[Start SOURCE TEXT]

Actually DCL announced that the remaining pins would be released at 8:00 am on Day Four of the cruise. As we learned later, people began lining up for the release as soon as the announcement was made on Night Three, so that night there were several hundred people paying $200 or more for the privilege of sleeping on the floor.

The overnight line of would-be pin buyers extended from Diversions all the way through Beat Street and into the Atrium (pictured)
Photo Courtesy Danilo & Ann Viazzo

If Disney could bottle whatever it is they put in the water they could rule the world. Ah, as Mary reminds me, apparently they already do.

Day 4
Tuesday

Another sea day. Ahh, bliss.

[End SOURCE TEXT]

WHAT THIS EXERCISE ASKS »
1) Answer from the cruise excerpt:
(a) At what time were the remaining pins to be released?
(b) Where did the overnight line of pin buyers start, and where did it end?
(c) Which day of the week was Day 4?
2) Write out the cruise excerpt from "Photo Courtesy Danilo" up to and including "day. Ahh, bliss.", keeping every word and mark the same.
The material that comes next stands apart from the cruise excerpt.

[Start COLLECTED DATA]

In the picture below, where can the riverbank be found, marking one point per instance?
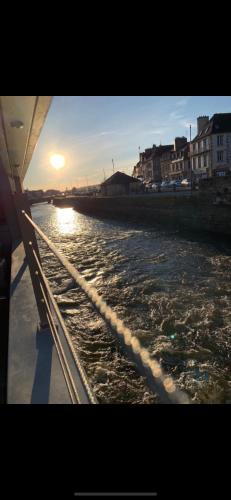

[End COLLECTED DATA]

ANSWERS IN ORDER »
1)
(a) 8:00 am on Day Four of the cruise.
(b) It started at Diversions and went through Beat Street into the Atrium.
(c) Tuesday.

2)
Photo Courtesy Danilo & Ann Viazzo

If Disney could bottle whatever it is they put in the water they could rule the world. Ah, as Mary reminds me, apparently they already do.

Day 4
Tuesday

Another sea day. Ahh, bliss.